GIVEN INSTRUCTION – Please copy out the data below with "olive green" replaced by "khaki" and nothing else changed. Leave out the pictures.

┏━━

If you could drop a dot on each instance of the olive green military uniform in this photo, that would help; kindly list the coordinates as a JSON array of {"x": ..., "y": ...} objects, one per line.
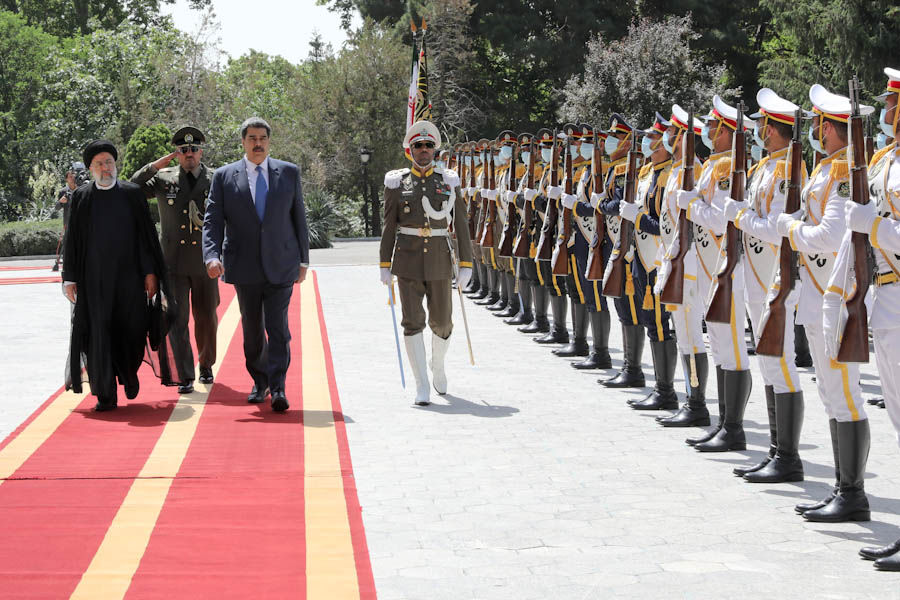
[
  {"x": 414, "y": 246},
  {"x": 182, "y": 206}
]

┗━━

EXERCISE SOLUTION –
If you could drop a dot on each instance of the khaki military uniform in this photo, that would help; kindly list the coordinates as a JSON array of {"x": ..., "y": ...} objects, one per line.
[
  {"x": 414, "y": 246},
  {"x": 182, "y": 206}
]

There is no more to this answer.